▶ Activity
In the data below, find each line containing the string "open" and return it.

Natural language region descriptions:
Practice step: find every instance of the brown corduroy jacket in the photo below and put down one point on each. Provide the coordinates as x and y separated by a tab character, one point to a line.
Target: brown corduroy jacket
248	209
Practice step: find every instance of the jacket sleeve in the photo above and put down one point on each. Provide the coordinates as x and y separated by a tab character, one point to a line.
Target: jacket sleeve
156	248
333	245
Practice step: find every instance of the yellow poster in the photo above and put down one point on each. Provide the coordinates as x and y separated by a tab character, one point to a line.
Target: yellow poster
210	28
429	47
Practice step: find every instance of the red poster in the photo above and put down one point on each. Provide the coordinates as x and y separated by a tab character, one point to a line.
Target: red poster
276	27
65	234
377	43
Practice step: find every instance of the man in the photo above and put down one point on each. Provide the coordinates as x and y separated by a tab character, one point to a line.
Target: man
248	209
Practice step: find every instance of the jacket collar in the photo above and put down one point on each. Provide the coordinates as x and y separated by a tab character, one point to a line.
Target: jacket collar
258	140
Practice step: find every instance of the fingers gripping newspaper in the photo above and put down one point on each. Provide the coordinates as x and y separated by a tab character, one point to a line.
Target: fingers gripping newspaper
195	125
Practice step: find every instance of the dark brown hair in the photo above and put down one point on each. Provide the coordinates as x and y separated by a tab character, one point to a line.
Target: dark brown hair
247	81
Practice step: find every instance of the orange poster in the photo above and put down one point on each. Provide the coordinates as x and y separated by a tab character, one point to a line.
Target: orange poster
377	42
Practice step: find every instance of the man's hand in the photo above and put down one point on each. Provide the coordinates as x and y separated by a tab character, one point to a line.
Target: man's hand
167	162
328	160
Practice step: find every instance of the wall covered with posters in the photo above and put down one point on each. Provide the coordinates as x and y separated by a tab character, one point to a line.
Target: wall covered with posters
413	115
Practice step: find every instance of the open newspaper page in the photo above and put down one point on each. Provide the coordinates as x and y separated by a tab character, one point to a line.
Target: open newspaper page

▶ Expected output
Practice step: find every instance of the open newspaper page in the photo above and put down one point on each. Provide the coordinates as x and y separated by a tab character, one point to a line.
Target: open newspaper page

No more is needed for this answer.